_What needs to be done_. Could you extract, word for word, the passage in the article on the rise in US homicides that begins at the words "The US marked" and stops after "29.4% in 2020."?

[[ Selected text open ]]

The US marked a grime milestone between 2019 and 2020.
New data released by the CDC's National Center for Health Statistics shows a 30% increase in the nation's homicide rate between 2019 and 2020, the highest jump seen in the last 100 years.
Crime statistics have pointed to a rise, but the data released by the group on Wednesday (October 6) –– which included researcher's sifting through death certificates and other public health data –– confirms the increase. Last week, the FBI released its own data that showed the number of murders and non-negligent manslaughter incidents increased by 29.4% in 2020.
The last time the nation saw any rate as close as this was between 2000 and 2001 with a 20% increase, because of the September 11 terrorist attacks, CDC researchers said.
"A 30% increase is outstanding, really," Dr. Robert Anderson, NCHS Chief of Mortality Statistics, told the Atlanta Journal-Constitution.

[[ Selected text closed ]]
[[ Extracted entries open ]]

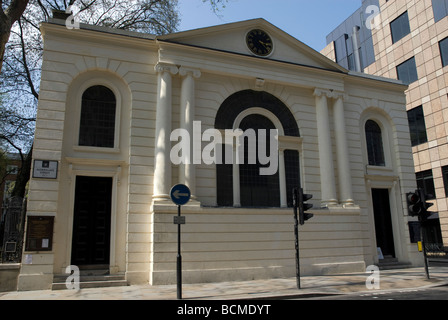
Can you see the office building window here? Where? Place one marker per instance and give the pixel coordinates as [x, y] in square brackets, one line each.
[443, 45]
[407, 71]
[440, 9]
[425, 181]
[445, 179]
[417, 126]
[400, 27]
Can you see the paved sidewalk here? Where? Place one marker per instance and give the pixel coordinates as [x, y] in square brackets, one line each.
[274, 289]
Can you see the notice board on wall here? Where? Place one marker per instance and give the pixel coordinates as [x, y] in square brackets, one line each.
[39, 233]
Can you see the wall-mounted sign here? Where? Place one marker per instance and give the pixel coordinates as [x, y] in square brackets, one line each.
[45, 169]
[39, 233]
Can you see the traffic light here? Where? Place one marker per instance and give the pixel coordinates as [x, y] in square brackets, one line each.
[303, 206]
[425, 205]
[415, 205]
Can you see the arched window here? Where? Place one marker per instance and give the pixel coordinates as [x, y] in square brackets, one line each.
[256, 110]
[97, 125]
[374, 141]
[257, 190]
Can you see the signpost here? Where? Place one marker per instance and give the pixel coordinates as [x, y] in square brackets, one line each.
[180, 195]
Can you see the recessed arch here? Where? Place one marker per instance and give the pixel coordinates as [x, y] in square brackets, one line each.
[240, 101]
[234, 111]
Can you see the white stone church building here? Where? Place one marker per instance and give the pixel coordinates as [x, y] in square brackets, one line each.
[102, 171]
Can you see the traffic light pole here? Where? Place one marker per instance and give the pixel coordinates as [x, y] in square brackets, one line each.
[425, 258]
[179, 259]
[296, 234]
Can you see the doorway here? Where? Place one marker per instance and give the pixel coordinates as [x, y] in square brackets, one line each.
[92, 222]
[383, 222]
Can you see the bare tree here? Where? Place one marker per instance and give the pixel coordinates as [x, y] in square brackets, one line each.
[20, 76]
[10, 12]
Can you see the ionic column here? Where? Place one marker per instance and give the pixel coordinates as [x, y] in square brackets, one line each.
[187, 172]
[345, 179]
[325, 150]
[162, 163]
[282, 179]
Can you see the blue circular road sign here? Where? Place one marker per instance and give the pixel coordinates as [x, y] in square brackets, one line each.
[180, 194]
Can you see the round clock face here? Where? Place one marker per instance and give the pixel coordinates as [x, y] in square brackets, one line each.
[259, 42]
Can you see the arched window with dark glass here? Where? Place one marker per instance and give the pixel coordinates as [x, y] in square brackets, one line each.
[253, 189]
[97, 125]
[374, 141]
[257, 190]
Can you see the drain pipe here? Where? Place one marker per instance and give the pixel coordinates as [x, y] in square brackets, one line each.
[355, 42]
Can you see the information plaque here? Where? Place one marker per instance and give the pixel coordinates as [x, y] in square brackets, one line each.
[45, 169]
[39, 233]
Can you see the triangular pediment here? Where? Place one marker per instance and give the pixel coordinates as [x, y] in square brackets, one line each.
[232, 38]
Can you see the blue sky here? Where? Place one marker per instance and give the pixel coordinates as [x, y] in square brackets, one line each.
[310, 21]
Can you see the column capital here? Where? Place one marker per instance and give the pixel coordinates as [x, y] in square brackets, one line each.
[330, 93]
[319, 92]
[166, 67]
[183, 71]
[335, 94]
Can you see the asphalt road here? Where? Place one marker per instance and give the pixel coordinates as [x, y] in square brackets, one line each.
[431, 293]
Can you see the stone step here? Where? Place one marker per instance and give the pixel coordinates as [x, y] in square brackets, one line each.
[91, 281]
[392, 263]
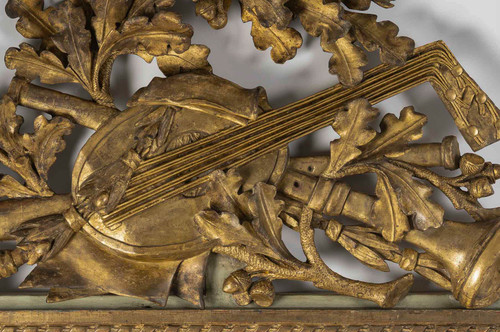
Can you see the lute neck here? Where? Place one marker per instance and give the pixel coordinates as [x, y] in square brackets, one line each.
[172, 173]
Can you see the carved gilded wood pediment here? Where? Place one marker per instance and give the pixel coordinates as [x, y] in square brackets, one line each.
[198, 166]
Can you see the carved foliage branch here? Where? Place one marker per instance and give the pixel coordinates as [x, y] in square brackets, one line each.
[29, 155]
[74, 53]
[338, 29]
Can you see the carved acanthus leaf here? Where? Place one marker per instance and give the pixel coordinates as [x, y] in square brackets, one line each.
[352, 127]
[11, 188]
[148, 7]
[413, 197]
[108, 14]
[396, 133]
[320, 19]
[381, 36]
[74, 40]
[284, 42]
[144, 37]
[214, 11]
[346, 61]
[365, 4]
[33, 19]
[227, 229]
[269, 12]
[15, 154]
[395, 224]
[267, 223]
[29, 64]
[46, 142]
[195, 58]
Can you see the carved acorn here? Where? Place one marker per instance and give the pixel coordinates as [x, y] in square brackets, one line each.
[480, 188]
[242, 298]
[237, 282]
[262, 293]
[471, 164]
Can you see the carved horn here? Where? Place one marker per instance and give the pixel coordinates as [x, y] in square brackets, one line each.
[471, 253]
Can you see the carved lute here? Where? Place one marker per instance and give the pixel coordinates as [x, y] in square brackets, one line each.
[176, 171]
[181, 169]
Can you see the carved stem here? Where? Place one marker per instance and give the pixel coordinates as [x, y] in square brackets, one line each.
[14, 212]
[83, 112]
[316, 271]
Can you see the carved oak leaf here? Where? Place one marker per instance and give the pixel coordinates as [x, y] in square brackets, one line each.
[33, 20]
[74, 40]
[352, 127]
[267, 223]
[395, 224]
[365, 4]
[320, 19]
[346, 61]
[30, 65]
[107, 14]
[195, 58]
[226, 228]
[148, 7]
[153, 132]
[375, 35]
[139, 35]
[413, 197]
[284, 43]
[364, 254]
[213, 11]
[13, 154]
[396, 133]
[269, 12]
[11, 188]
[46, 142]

[[ Extracted entries closed ]]
[[ Extracted entries open ]]

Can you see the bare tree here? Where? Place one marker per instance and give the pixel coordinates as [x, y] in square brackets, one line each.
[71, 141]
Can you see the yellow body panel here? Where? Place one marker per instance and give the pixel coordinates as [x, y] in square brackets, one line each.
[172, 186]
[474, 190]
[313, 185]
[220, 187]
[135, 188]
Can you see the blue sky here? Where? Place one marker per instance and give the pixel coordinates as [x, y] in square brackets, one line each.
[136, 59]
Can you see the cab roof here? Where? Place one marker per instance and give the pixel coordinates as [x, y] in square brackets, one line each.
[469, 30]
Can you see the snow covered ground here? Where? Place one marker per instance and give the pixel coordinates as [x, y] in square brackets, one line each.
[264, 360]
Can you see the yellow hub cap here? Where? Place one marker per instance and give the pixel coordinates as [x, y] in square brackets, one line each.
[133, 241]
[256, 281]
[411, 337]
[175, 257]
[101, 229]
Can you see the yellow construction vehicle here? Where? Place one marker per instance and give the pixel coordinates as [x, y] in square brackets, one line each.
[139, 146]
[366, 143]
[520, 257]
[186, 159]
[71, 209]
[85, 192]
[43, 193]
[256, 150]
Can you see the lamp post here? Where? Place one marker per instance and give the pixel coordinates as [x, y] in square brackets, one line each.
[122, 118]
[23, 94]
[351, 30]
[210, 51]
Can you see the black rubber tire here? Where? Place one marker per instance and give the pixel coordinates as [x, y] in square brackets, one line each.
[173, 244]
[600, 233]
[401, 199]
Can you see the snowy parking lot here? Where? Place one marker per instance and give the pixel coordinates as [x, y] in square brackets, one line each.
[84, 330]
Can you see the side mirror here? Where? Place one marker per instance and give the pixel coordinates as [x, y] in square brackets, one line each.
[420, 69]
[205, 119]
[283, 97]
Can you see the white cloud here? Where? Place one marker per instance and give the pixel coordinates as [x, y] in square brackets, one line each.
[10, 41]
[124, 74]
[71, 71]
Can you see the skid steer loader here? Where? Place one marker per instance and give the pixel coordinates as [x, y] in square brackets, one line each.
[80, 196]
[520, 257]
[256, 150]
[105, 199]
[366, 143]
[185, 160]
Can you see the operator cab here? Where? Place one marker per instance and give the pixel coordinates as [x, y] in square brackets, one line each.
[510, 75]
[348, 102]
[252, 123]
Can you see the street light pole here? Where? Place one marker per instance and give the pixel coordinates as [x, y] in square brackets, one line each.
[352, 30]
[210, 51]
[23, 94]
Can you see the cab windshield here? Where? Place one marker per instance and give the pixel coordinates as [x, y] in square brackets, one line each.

[[ Extracted entries closed ]]
[[ Extracted entries open ]]

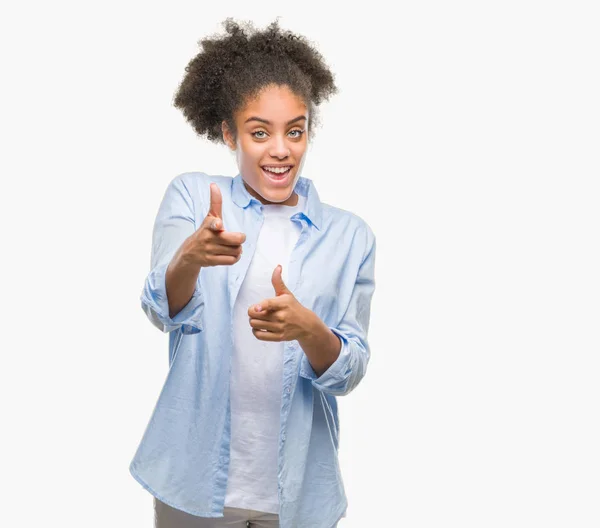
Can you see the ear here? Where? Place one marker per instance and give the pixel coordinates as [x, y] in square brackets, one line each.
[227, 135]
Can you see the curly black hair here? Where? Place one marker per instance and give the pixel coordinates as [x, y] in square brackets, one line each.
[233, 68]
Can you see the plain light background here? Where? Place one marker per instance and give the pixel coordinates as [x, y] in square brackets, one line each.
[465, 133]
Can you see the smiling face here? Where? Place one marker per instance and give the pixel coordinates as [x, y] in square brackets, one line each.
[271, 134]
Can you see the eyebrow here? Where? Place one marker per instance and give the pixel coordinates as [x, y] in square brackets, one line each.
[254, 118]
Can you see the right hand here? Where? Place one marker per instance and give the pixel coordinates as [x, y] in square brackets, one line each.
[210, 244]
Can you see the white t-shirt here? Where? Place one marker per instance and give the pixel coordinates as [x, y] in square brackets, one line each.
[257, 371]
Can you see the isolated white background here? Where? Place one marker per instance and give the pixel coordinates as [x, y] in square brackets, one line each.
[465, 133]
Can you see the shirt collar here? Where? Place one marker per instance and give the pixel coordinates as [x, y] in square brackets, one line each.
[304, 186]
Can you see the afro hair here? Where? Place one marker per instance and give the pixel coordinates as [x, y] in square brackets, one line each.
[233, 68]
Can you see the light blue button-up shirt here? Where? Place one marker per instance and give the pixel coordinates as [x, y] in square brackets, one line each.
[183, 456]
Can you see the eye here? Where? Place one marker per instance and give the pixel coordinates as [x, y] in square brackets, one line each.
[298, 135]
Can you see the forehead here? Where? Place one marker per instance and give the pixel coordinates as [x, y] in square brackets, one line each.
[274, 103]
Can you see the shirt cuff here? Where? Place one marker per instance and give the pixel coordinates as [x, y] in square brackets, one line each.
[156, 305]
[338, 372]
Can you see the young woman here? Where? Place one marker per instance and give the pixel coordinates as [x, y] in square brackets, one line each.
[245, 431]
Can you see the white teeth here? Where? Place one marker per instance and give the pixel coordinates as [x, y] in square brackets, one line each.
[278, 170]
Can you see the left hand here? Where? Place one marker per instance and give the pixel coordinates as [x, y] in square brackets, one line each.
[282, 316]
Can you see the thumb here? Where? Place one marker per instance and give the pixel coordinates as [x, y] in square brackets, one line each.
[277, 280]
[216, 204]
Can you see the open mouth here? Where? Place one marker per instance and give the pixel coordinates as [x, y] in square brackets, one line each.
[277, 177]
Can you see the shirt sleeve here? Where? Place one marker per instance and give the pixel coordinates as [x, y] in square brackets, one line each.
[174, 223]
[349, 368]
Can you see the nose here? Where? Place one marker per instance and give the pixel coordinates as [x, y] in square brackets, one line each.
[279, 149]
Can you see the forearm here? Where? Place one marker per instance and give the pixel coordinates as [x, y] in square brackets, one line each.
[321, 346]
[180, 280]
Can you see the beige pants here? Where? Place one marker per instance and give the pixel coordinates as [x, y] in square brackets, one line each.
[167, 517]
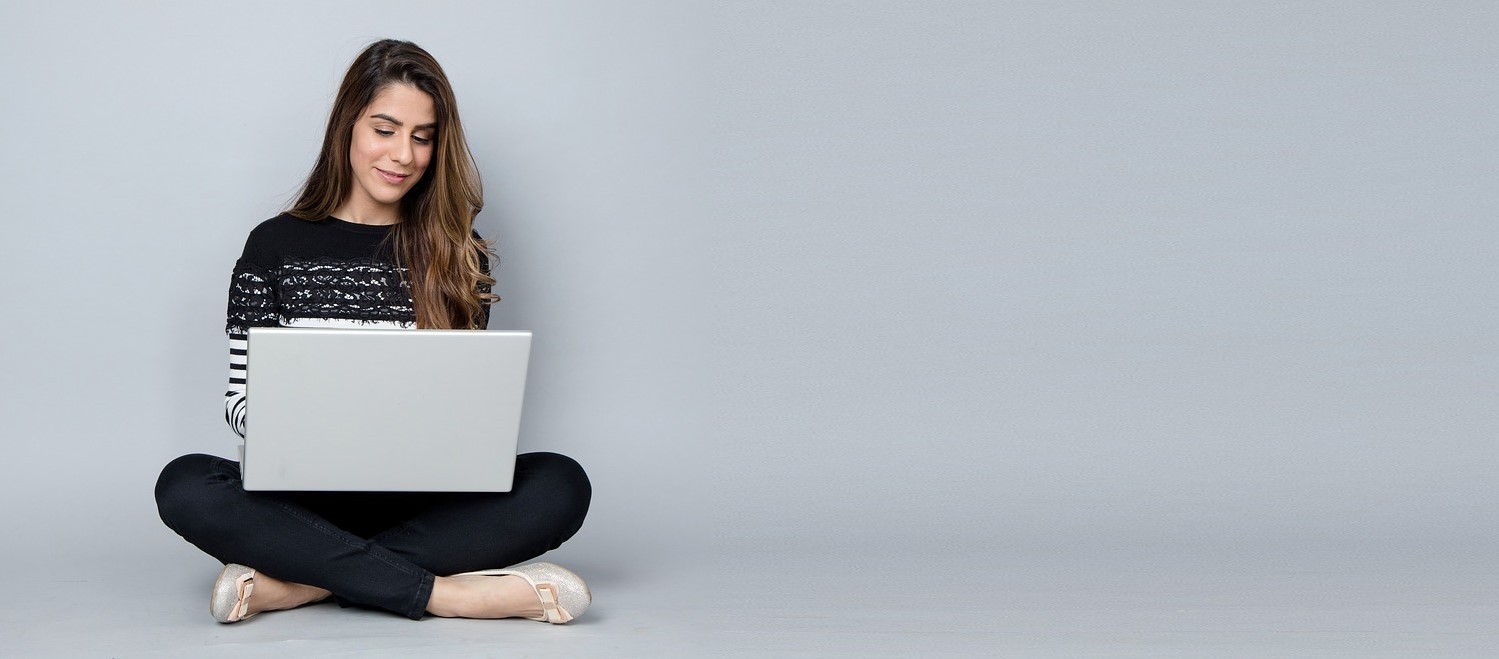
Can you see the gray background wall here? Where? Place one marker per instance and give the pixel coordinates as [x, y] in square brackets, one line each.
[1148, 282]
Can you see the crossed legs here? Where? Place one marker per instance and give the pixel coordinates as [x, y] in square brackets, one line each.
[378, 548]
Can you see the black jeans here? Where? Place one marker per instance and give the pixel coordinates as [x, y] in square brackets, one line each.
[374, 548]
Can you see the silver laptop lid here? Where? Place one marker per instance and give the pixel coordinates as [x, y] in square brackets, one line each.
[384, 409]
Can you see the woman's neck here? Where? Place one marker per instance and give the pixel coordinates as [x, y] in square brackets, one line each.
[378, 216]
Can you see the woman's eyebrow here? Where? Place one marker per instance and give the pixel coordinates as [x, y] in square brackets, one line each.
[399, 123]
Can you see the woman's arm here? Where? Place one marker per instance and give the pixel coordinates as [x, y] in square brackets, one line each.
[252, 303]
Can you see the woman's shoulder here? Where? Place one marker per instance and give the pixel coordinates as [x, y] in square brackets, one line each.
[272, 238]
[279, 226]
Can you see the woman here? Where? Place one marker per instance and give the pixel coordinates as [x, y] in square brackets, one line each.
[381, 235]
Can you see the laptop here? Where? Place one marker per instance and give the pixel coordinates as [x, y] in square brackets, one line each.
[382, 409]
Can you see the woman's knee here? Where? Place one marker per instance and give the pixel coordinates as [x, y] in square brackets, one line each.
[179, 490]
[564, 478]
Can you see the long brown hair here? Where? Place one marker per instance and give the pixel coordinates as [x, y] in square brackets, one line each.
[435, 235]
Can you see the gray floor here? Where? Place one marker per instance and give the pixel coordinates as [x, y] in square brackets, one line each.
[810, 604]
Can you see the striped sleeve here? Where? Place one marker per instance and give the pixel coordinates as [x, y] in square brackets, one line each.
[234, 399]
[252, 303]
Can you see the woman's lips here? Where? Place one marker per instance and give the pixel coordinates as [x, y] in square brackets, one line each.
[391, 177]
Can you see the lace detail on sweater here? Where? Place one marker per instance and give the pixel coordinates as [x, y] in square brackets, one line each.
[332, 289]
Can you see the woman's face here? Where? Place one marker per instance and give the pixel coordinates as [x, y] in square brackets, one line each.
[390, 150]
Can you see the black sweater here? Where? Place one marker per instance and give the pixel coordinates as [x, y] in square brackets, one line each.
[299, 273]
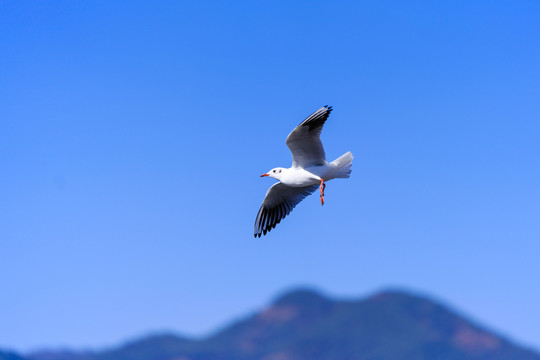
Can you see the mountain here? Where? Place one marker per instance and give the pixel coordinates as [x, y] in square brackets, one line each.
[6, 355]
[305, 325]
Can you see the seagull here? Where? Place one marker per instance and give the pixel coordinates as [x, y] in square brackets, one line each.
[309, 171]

[[ Extracted entries closed ]]

_Task output_.
The US marked a grime milestone between 2019 and 2020.
New data released by the CDC's National Center for Health Statistics shows a 30% increase in the nation's homicide rate between 2019 and 2020, the highest jump seen in the last 100 years.
Crime statistics have pointed to a rise, but the data released by the group on Wednesday (October 6) –– which included researcher's sifting through death certificates and other public health data –– confirms the increase. Last week, the FBI released its own data that showed the number of murders and non-negligent manslaughter incidents increased by 29.4% in 2020.